RECORDED INFORMATION
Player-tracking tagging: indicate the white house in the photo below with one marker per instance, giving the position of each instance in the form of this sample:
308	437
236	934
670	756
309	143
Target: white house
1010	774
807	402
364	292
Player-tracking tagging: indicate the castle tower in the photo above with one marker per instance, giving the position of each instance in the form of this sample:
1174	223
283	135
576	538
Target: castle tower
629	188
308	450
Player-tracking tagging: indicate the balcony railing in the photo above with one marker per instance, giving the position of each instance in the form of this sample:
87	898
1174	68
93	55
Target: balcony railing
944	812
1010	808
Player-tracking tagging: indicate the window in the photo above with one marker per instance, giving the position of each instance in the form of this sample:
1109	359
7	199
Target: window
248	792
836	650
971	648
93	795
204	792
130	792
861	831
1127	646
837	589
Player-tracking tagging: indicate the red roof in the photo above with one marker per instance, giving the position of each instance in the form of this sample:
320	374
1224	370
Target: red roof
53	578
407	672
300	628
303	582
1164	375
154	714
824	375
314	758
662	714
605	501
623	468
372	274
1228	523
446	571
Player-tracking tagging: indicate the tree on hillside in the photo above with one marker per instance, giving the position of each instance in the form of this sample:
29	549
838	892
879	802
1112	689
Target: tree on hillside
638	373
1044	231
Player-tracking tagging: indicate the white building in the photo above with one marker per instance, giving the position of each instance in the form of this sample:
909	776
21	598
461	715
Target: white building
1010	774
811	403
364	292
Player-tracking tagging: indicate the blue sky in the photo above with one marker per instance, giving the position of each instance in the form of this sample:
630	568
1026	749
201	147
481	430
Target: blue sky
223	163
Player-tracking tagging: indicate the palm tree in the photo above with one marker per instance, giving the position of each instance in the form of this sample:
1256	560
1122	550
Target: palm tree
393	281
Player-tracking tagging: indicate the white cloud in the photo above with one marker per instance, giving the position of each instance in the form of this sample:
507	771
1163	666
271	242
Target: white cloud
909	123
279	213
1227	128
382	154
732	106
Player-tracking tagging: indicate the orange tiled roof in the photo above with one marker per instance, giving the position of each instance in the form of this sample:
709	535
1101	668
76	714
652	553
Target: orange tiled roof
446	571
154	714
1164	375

EXERCISE PROMPT
Copy out every line from the one that contains "Player-tracking tagging: indicate the orange" through the last line above, and increase each answer coordinate by 111. Leave all other numbers unchanged.

THE RESULT
Player-tracking tagging: indicate the orange tiled roof in the photo above with one marker per instance, giving the position of each instance in the form of this sample:
709	535
1101	668
76	714
652	553
Target: orange tiled roof
557	682
265	825
1275	486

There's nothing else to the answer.